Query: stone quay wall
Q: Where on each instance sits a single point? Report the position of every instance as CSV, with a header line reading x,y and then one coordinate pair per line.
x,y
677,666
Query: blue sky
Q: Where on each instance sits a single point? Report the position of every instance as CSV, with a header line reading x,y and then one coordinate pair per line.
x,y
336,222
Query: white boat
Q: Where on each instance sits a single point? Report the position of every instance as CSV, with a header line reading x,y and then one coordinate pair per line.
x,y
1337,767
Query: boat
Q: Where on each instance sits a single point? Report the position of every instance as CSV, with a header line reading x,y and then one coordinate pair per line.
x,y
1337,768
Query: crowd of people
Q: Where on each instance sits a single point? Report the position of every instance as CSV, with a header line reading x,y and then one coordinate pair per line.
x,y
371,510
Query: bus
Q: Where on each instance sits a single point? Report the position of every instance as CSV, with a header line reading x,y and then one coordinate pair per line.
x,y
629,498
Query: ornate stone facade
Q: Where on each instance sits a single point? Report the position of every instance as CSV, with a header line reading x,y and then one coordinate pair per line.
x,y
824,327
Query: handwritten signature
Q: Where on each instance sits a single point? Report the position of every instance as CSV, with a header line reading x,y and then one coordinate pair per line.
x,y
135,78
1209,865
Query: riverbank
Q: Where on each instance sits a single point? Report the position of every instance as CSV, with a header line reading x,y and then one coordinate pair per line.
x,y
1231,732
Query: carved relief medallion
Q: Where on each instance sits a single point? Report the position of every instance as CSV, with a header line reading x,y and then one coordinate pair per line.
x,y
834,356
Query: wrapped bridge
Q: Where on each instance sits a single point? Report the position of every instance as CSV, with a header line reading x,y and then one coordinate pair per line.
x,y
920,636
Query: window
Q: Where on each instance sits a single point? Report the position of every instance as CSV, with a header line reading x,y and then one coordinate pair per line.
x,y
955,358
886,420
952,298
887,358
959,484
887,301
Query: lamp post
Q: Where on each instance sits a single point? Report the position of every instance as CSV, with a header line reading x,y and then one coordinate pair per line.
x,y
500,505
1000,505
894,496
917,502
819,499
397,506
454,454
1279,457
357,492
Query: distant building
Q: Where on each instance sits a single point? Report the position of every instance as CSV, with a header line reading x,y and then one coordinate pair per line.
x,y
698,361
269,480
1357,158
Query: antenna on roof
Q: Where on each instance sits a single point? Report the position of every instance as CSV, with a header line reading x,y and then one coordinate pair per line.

⁂

◆ Task to carry out ◆
Your task is to output all of the data above word for word.

◆ Written solution ◆
Query: stone quay wall
Q: Where on each instance sits a single point? Report the position of every instance as CSV, with a header line reading x,y and then one coordinate pair per line.
x,y
677,666
Query: blue sky
Q: Where on each instance sits a single point? Report the position of every instance as CSV, with a header line reading x,y and then one coordinate pair per line.
x,y
336,222
Query: white boat
Q: Where on each instance sits a single point? Report the position of every instance as CSV, with a header line reading x,y and then one coordinate pair per line.
x,y
1337,767
Query: boat
Q: Where on each instance sits a single point? Report the position of every instance as CSV, with a header line reading x,y and then one coordinate pair per line.
x,y
1337,768
Query: crowd of people
Q: Where on each instance sits a single point? Report the position of every instance as CSV, with a header line reading x,y and then one coordinate pair per line.
x,y
371,510
Query: bus
Q: Where on each instance sits a single point? Report the position of every instance as CSV, with a header line reading x,y and then one coordinate pair per line.
x,y
629,498
Query: ornate stone facade
Q: Where on each instance sits a single point? Report the position of every instance as CSV, with a header line reading x,y and then one coordinate pair per line.
x,y
824,327
Query: handwritten signature
Q: Where on each instance sits a single point? Report the position of every instance as CSV, with a header line reading x,y and then one coordinate pair per line.
x,y
135,78
1209,865
Query: riverbank
Q: Where on each instance sits a single point? Report the position of every instance as CSV, with a header line reading x,y and then one coordinate pair per line.
x,y
1231,732
Query: carved relief medallion
Q: Where on each instance sits a single point? Report the position of every instance as CSV, with a header line reading x,y and then one coordinate pair per line.
x,y
834,356
Query: wrapped bridge
Q: Where on each instance sits a single point? Report the position of every instance as CSV, with a header line reading x,y and then one coordinate pair per line.
x,y
920,636
Query: window
Q: Where on each instance sits a single point? Report the position of every instance as CSV, with a header line reading x,y and then one coordinate pair per line.
x,y
955,358
886,420
952,298
887,358
959,484
887,301
Query: lamp post
Q: Where on each instance sits a single point? Report the position of every instance as CSV, with a header line reading x,y and then one coordinate pair per line.
x,y
500,505
1000,505
894,496
917,502
819,499
397,506
454,454
1279,457
357,492
Query: distant building
Q: Where on each instance sits a single point? Report the position of every instance as CSV, with a header line reading x,y and then one coordinate pair per line.
x,y
698,361
269,480
1357,158
Query: antenna on roof
Q: Where on each instance sits a single point? Report the position of every instance as CSV, with a header line reading x,y and then one coordinate pair per line.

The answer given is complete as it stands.